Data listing
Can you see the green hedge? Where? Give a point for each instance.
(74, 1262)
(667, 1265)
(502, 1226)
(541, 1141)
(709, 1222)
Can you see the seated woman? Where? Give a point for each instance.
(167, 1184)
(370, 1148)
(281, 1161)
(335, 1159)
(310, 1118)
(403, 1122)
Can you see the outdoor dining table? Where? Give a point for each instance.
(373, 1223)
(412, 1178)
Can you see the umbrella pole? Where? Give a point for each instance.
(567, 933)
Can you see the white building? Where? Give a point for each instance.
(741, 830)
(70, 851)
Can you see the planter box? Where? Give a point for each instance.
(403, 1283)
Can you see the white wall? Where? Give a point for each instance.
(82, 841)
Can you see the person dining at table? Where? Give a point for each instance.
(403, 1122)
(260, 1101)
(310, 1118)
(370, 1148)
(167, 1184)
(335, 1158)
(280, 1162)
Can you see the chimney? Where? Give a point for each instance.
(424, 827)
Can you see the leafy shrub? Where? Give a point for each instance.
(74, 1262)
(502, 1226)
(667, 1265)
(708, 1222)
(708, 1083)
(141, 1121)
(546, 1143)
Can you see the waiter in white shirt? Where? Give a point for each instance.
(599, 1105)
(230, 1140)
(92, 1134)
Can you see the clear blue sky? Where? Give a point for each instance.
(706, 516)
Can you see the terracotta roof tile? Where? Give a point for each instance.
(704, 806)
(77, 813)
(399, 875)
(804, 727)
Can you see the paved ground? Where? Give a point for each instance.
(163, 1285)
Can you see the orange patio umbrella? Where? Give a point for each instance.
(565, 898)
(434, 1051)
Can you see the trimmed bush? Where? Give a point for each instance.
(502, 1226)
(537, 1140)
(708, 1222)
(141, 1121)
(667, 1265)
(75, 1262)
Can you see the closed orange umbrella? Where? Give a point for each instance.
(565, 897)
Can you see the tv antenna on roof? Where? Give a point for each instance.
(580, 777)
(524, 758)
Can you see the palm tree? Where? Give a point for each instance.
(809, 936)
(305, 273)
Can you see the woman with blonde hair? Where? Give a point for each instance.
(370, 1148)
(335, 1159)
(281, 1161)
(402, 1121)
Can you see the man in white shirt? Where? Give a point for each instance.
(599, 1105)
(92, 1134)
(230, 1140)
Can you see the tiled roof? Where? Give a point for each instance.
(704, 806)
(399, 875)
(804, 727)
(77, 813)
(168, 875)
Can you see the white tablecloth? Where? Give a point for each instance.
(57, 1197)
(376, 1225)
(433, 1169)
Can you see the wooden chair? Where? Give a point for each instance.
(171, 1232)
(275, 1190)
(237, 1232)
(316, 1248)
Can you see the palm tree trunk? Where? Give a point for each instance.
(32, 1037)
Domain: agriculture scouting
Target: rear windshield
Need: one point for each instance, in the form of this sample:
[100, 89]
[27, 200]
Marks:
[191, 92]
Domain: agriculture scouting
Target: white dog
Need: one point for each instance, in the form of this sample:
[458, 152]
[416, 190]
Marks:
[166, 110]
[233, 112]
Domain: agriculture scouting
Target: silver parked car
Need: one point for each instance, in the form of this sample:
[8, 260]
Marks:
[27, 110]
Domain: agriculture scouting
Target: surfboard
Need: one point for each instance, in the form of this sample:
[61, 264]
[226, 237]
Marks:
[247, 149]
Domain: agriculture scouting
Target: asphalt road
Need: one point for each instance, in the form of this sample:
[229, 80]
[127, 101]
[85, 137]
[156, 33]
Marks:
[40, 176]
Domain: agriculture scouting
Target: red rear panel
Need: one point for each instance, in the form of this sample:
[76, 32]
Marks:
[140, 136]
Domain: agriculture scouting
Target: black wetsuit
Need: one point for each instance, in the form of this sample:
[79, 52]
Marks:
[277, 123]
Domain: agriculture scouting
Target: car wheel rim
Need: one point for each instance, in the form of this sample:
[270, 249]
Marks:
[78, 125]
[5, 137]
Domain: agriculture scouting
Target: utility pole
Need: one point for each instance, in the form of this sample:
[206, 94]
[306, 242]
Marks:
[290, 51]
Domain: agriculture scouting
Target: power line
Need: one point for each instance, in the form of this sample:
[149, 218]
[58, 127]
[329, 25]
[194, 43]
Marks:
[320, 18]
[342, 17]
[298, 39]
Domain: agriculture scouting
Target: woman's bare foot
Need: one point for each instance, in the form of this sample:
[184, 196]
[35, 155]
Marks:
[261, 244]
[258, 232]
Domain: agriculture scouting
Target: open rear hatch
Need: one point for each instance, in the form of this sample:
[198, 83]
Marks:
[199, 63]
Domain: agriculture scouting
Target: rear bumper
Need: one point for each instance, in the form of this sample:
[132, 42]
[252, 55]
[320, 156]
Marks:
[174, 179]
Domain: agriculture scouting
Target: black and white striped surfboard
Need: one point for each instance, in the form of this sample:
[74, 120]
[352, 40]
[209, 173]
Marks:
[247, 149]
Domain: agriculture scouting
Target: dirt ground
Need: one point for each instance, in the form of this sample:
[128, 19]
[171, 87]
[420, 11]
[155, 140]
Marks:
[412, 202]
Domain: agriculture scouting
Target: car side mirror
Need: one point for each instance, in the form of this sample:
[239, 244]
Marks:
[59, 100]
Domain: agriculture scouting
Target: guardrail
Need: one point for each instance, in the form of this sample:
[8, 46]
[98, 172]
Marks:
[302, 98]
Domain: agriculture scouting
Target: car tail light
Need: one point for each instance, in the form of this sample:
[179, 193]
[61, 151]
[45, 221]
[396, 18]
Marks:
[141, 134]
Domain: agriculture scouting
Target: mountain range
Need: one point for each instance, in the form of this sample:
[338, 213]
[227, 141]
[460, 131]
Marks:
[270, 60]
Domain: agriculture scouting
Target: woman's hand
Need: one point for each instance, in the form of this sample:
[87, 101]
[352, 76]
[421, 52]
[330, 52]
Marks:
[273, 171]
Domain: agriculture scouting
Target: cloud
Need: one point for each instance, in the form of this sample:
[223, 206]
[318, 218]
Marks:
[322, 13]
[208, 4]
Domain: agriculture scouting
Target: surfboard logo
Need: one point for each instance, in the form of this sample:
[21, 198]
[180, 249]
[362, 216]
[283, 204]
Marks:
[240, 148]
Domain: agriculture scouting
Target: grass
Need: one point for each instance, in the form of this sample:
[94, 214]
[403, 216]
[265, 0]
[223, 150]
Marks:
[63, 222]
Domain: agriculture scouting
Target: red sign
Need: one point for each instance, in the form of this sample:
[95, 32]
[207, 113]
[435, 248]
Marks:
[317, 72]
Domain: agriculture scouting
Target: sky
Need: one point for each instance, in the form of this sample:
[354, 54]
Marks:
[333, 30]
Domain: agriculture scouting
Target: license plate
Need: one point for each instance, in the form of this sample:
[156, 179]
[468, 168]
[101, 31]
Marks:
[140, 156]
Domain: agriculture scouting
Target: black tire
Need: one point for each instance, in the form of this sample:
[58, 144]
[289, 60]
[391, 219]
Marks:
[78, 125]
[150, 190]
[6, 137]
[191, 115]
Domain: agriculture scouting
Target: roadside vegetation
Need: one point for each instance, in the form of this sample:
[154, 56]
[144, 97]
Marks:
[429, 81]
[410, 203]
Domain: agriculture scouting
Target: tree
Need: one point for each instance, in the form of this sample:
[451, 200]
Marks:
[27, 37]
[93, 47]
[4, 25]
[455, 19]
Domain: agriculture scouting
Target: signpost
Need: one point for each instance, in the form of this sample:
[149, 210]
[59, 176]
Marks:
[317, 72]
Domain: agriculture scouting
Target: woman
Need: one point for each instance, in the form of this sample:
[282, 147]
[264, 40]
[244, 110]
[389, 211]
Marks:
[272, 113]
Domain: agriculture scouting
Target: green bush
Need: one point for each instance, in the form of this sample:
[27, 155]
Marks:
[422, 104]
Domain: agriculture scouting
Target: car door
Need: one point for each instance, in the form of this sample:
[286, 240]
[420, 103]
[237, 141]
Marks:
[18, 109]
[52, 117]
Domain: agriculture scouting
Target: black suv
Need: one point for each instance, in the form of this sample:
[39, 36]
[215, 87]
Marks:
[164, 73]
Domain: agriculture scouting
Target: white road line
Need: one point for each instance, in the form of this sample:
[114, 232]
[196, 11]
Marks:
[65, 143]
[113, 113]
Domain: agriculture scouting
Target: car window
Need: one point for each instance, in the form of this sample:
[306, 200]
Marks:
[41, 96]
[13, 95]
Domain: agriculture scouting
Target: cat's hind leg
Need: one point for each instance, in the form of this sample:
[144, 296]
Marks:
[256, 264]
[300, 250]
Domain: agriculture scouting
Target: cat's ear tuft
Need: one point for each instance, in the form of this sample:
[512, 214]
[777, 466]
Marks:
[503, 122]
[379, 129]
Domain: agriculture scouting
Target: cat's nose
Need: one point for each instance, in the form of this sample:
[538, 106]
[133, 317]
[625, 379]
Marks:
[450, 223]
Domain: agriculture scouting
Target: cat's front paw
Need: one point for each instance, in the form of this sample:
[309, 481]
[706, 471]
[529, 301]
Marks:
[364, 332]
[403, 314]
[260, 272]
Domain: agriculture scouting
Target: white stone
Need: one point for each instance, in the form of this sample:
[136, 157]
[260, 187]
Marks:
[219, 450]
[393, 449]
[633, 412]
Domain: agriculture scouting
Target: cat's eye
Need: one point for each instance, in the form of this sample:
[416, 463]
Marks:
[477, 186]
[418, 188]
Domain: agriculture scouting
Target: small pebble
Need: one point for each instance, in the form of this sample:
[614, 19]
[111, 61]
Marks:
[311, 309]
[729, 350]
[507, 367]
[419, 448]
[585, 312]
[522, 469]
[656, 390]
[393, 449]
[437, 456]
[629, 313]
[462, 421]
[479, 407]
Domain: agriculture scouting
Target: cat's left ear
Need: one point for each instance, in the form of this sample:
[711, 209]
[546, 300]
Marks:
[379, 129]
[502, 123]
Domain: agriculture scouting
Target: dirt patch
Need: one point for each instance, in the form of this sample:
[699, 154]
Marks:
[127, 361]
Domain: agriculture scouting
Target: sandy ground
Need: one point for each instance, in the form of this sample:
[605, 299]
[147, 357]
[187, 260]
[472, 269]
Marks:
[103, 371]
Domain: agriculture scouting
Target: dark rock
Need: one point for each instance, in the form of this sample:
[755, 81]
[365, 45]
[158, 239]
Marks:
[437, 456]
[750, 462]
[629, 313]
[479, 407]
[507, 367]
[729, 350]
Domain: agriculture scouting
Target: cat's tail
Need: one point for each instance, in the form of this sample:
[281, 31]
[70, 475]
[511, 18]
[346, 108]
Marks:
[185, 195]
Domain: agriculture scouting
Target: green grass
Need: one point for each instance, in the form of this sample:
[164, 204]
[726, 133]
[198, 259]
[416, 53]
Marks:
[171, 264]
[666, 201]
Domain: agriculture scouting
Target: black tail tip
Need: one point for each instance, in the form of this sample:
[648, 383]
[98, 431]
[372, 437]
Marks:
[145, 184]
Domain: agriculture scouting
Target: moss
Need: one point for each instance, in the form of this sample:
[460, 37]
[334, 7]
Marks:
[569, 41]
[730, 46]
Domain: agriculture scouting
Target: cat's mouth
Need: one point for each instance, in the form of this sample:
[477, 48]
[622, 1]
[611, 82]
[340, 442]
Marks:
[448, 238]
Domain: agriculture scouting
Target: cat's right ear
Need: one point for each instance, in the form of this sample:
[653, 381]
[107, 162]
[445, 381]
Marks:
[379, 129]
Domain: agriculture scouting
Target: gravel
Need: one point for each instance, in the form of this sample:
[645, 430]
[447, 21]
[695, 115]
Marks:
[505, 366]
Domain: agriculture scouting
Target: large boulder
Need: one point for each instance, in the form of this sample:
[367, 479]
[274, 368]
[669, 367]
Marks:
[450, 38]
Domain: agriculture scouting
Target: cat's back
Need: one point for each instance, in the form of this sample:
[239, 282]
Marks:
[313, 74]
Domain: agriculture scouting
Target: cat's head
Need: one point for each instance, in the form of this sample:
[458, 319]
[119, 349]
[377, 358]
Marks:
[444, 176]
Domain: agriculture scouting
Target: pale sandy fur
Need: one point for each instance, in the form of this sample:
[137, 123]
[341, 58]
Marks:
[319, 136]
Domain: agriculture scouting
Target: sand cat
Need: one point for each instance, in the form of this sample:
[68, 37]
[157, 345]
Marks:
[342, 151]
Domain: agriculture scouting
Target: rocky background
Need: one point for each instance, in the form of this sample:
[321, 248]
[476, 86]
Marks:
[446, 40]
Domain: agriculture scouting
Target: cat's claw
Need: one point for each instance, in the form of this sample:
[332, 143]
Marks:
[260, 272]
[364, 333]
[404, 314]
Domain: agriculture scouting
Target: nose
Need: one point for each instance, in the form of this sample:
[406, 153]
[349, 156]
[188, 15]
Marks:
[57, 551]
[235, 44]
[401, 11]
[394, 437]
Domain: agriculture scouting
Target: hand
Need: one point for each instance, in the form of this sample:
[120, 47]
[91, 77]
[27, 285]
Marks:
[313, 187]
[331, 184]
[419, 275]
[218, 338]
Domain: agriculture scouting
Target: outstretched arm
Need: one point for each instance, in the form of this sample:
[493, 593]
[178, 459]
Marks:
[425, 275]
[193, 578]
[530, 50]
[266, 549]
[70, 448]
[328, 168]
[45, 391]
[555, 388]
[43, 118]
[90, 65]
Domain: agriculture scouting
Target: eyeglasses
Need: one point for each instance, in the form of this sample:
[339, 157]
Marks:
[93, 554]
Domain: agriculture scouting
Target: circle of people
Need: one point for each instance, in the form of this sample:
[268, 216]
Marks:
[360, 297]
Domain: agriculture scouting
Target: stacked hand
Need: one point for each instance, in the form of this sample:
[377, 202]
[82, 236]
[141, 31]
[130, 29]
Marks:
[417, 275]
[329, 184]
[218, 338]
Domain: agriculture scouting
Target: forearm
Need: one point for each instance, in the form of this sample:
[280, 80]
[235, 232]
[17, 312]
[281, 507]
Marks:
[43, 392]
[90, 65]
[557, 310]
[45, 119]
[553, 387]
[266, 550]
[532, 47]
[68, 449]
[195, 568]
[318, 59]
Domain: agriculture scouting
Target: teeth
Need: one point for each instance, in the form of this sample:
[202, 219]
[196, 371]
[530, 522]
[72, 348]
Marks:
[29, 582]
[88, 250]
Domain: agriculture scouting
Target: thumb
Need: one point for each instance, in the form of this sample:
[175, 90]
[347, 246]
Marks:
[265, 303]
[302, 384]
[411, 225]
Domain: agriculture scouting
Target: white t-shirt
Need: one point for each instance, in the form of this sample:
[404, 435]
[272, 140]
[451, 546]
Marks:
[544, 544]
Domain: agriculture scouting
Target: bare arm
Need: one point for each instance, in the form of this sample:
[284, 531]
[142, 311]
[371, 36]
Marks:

• **To do**: Locate every line in the data above that contains the word "black", and copy each of those lines.

• **Response for this exercise**:
Target: black wetsuit
Target: black and white striped surfboard
Target: black tire
Target: black suv
Target: black tail tip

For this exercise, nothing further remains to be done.